■ **Given exercise**: Output all the entries word for word. Omit the pictures.

■ **Available data**:
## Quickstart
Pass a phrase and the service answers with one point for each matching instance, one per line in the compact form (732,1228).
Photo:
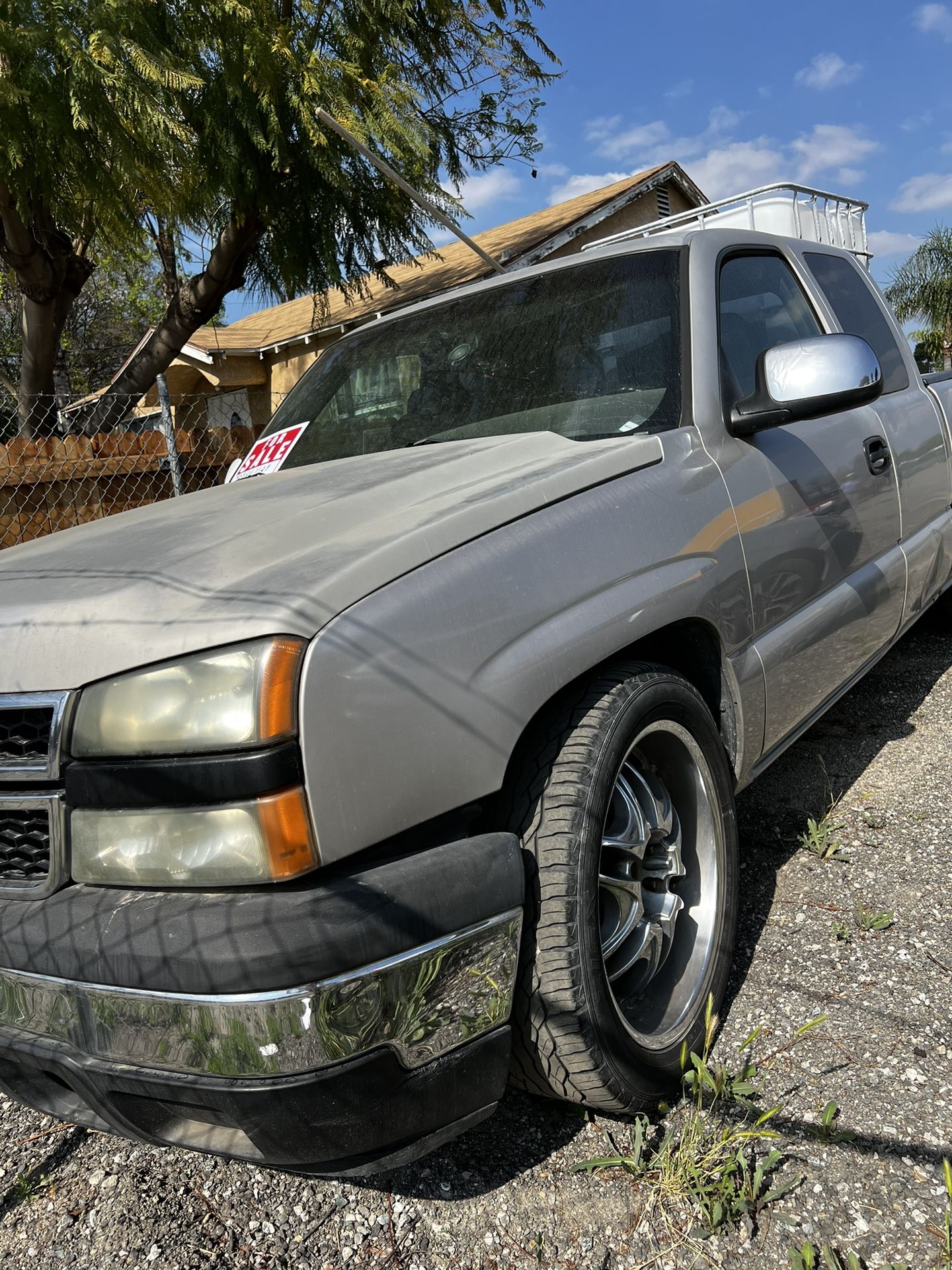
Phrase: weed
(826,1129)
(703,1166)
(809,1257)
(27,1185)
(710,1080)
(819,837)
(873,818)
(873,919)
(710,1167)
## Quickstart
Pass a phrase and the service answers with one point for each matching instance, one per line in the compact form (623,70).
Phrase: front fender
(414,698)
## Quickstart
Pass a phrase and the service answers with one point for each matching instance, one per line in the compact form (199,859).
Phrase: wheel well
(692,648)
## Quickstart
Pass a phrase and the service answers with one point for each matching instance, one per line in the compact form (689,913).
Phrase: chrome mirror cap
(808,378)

■ **Answer to the problem**:
## Quickstart
Pass a phrase and the service answers with one point for each matching instance, one per line in the compact form (732,1228).
Photo:
Phrase: weed
(826,1129)
(703,1166)
(809,1257)
(27,1185)
(710,1080)
(819,837)
(873,818)
(873,919)
(710,1167)
## Quickstart
Pass a phrase and the service answers with one point for each matching instance, one per line in the compact form (623,70).
Phrase: front fender
(414,698)
## Quickstart
Pass a phrase and the service answers with one point for each matching instance, one per line in the compact form (199,859).
Phrase: wheel well
(692,648)
## Quickstart
Pass a phrase and the service answers with one point for each matching instance, one per line in the compact form (689,913).
Phrase: chrome mirror cap
(808,378)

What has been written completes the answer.